-------- Page excerpt --------
I am trying to implement the following paper "Point Based Animation of Elastic, Plastic and Melting Objects" available:http://www.matthiasmueller.info/publications/sca04.pdf however, currently the output I am getting is wrong my points just simply fall down due to gravity and then explode. This is how I have done it so far if someone here has any idea of where I might be wrong please help.
From what I have understood, basically, there are four steps in the algorithm:
1) Estimation of the moment matrix for each point (sum (Xj-Xi)(Xj-Xi)^T Wij) and then inverting it.
-------- Extracted records --------
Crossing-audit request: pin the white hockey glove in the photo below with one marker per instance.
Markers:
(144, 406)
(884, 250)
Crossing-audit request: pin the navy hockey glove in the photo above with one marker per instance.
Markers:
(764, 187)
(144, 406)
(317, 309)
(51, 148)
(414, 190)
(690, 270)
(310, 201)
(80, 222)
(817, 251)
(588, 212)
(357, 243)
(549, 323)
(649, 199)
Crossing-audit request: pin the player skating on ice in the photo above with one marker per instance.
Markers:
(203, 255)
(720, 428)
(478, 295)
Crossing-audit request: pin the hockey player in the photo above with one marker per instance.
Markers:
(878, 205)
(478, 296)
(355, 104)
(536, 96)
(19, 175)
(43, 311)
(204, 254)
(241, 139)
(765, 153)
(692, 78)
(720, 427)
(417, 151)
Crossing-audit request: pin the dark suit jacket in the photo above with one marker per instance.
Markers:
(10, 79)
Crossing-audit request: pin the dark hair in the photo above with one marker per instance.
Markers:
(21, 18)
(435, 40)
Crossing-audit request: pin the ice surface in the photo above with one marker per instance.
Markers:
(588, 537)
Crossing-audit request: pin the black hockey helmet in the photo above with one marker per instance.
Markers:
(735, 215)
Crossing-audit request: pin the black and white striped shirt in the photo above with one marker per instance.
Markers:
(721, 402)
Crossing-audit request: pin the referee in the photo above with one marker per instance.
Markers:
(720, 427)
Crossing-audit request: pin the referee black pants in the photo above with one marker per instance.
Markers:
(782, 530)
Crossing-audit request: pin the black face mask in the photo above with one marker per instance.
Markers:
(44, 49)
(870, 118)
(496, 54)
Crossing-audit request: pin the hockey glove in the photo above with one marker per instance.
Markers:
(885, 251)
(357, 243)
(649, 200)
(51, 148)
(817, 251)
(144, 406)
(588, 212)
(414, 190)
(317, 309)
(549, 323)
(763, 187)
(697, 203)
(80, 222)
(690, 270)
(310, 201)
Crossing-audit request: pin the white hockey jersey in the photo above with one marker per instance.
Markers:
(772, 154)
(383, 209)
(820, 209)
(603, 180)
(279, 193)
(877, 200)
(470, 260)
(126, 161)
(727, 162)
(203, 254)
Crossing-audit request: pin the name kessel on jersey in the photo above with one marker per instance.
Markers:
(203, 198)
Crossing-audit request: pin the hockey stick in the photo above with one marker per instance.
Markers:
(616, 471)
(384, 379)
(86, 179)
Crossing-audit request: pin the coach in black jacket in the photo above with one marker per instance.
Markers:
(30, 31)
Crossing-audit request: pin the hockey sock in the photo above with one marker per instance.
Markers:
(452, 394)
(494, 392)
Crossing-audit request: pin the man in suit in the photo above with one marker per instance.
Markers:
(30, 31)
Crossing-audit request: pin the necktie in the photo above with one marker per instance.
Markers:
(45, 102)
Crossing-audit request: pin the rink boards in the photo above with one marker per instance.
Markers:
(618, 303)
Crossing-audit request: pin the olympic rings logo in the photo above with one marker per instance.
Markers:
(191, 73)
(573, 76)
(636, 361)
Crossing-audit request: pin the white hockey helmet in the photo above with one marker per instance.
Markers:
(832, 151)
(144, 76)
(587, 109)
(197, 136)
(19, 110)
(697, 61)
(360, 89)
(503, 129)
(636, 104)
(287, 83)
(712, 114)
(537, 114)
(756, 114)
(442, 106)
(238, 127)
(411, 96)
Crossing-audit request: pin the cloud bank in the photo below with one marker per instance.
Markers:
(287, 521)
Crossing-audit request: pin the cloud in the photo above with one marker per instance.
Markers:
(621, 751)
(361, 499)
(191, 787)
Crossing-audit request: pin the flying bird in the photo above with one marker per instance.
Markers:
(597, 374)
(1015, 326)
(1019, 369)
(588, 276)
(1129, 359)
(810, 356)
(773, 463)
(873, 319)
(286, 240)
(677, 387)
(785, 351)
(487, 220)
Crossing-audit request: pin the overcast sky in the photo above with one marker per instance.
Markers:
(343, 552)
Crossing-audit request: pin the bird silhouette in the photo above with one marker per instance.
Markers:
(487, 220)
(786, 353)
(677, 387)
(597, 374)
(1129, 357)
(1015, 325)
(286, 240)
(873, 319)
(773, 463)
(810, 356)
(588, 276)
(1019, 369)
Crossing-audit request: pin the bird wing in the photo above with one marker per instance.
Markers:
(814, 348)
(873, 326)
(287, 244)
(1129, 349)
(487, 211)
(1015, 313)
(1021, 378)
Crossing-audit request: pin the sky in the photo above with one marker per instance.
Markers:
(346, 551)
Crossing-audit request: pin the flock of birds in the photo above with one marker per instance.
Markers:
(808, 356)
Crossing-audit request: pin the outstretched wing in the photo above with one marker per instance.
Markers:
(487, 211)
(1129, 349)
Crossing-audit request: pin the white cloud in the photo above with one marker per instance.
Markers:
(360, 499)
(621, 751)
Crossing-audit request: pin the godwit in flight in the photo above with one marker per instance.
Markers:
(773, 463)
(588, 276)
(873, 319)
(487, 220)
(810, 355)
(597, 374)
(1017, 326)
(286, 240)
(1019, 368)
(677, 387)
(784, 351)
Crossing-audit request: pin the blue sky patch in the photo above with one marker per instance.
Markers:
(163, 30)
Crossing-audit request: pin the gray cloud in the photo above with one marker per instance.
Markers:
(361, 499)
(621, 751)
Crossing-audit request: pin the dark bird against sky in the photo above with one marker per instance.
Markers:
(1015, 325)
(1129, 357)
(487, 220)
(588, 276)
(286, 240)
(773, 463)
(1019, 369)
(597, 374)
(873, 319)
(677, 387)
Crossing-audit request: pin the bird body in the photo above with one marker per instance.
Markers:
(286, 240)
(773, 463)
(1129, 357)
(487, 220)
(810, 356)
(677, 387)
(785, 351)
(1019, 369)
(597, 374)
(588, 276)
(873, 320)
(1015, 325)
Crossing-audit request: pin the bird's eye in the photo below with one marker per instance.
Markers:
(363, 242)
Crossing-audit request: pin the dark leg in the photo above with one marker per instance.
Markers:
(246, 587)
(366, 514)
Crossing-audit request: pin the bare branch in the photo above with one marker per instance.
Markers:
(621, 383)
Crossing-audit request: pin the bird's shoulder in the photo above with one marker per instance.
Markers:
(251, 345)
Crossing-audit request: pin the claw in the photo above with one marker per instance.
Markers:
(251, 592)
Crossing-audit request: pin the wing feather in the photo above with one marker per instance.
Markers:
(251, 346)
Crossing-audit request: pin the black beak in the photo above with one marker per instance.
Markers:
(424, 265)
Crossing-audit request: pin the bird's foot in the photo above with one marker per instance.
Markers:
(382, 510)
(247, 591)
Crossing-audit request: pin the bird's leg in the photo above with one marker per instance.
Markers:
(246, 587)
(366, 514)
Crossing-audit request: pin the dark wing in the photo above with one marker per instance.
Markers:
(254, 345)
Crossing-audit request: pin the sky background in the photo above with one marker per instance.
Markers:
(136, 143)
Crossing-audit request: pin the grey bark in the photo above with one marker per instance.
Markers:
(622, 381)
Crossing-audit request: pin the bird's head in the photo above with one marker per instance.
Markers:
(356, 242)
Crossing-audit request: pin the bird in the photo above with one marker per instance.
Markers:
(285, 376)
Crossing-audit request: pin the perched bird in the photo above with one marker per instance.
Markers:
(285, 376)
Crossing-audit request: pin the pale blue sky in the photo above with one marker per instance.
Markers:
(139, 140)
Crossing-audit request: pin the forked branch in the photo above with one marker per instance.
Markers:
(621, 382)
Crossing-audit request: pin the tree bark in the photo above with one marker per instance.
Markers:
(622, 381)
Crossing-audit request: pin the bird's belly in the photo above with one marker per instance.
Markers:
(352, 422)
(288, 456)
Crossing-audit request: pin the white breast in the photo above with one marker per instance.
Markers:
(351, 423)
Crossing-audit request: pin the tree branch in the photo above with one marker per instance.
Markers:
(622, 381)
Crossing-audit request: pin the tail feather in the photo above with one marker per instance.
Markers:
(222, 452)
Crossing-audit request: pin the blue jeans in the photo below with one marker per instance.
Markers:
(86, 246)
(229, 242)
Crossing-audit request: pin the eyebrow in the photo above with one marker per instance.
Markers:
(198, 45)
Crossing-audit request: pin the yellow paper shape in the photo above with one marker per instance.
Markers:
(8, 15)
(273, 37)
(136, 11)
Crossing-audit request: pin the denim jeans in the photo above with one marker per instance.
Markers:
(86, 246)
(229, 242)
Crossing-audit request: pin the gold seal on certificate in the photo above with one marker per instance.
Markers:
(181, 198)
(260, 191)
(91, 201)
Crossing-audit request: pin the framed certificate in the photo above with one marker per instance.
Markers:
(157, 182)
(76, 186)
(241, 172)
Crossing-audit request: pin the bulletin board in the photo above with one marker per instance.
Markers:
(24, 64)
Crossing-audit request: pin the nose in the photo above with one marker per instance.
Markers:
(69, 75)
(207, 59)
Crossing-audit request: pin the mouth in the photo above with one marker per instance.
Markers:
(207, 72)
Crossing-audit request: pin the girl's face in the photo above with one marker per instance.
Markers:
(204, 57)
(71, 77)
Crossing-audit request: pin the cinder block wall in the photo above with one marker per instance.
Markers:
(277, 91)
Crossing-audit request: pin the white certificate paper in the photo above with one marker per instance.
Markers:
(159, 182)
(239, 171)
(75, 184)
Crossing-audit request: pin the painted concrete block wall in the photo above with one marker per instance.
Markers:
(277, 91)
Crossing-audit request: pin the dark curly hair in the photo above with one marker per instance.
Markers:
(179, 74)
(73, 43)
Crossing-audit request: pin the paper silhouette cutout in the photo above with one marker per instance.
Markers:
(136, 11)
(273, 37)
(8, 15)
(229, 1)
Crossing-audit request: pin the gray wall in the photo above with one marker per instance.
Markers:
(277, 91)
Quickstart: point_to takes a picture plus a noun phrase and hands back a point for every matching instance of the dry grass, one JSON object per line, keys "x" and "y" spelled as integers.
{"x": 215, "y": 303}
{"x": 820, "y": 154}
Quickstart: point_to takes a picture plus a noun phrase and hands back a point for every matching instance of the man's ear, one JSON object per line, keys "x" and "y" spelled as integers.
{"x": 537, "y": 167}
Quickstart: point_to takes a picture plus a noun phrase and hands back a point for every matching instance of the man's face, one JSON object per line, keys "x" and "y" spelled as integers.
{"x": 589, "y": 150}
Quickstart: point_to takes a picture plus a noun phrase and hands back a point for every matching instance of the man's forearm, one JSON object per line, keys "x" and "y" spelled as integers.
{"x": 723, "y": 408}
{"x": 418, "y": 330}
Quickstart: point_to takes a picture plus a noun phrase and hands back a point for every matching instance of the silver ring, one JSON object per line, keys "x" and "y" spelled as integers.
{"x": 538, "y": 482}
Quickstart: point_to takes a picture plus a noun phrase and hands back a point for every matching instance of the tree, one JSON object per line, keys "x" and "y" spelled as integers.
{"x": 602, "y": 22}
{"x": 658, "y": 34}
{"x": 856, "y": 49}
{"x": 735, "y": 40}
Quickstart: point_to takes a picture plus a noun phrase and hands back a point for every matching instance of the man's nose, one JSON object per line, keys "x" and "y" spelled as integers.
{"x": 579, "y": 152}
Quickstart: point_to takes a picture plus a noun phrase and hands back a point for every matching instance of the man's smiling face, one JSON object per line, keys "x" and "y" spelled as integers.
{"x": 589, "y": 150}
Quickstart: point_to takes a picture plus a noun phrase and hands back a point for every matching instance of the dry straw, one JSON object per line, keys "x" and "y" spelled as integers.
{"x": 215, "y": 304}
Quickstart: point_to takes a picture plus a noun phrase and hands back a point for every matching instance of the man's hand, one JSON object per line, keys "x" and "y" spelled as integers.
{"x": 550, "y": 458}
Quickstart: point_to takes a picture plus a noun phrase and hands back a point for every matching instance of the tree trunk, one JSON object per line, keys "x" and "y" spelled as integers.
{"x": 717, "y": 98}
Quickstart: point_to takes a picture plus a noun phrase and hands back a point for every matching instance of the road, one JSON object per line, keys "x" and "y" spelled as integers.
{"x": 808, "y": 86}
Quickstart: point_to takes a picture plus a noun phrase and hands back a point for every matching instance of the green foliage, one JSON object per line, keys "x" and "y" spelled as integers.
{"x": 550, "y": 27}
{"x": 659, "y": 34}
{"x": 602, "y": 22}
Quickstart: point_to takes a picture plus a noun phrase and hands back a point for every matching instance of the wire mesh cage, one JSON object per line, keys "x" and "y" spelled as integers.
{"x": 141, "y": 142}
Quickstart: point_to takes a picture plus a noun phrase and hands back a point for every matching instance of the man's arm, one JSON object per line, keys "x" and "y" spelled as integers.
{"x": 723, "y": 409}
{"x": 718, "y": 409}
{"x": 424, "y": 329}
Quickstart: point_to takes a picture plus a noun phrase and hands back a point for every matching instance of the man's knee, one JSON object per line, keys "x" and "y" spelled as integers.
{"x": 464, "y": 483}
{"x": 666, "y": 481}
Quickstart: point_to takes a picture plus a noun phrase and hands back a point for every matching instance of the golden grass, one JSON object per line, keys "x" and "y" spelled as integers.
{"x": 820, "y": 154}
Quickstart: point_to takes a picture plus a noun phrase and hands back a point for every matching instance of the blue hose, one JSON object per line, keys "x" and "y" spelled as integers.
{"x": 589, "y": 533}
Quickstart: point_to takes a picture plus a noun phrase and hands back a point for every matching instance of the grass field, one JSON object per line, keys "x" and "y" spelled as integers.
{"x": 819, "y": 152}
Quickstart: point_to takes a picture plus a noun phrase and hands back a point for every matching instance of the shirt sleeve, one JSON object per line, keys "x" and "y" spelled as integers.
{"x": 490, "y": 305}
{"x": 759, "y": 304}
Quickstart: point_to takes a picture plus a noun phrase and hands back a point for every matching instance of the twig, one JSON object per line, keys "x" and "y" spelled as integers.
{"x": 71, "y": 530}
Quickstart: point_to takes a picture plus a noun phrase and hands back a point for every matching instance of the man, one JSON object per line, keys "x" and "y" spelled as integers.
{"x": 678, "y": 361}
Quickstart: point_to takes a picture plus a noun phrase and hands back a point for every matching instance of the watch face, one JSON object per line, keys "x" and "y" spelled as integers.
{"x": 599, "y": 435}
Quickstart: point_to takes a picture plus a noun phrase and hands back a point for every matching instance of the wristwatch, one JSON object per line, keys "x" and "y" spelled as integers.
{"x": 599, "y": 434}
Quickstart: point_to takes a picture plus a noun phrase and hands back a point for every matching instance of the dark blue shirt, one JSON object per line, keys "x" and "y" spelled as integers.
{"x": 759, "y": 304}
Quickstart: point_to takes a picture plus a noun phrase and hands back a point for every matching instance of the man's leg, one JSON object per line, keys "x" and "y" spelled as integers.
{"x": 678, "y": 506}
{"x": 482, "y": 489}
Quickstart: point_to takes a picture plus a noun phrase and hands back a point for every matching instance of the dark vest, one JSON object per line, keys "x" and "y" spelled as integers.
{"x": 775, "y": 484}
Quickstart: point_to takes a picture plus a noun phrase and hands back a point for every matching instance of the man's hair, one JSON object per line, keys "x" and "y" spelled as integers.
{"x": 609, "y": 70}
--------
Challenge 1: Could you repeat the forum post about the point-based animation paper between "From what I" and "then inverting it.", inclusive, swapping "moment matrix" for "covariance matrix"?
Challenge 2: In the forum post about the point-based animation paper, how many steps does the poster say the algorithm has?
Challenge 3: Can you carry on the forum post about the point-based animation paper from where it stops?

Output 1:
From what I have understood, basically, there are four steps in the algorithm:
1) Estimation of the covariance matrix for each point (sum (Xj-Xi)(Xj-Xi)^T Wij) and then inverting it.

Output 2: Four steps.

Output 3:
2) Calculate external forces (gravity/collision/wind etc.)
3) Calculate the internal forces due to stresses between the current point and neighbour.
4) Integration of the velocities and then obtaining new positions from them.
For 1) this is how I am calculating it.
Code: Select all
for( k=0;k<numZ;k++) {
for( j=0;j<numY;j++) {
for( i=0;i<numX;i++) {
int current_index =(((k*numY)+j)*numX)+i;
glm::mat3 sumM=glm::mat3(1);
for(int m=0;m<18;m++) {
glm::vec3 n = getNextNeighbour(m);
int ix = int(n.x+i);
int iy = int(n.y+j);
int iz = int(n.z+k);
int index = (((iz*numY)+iy)*numX)+ix;
if (index < 0)
index =0;
if (index >=total_points)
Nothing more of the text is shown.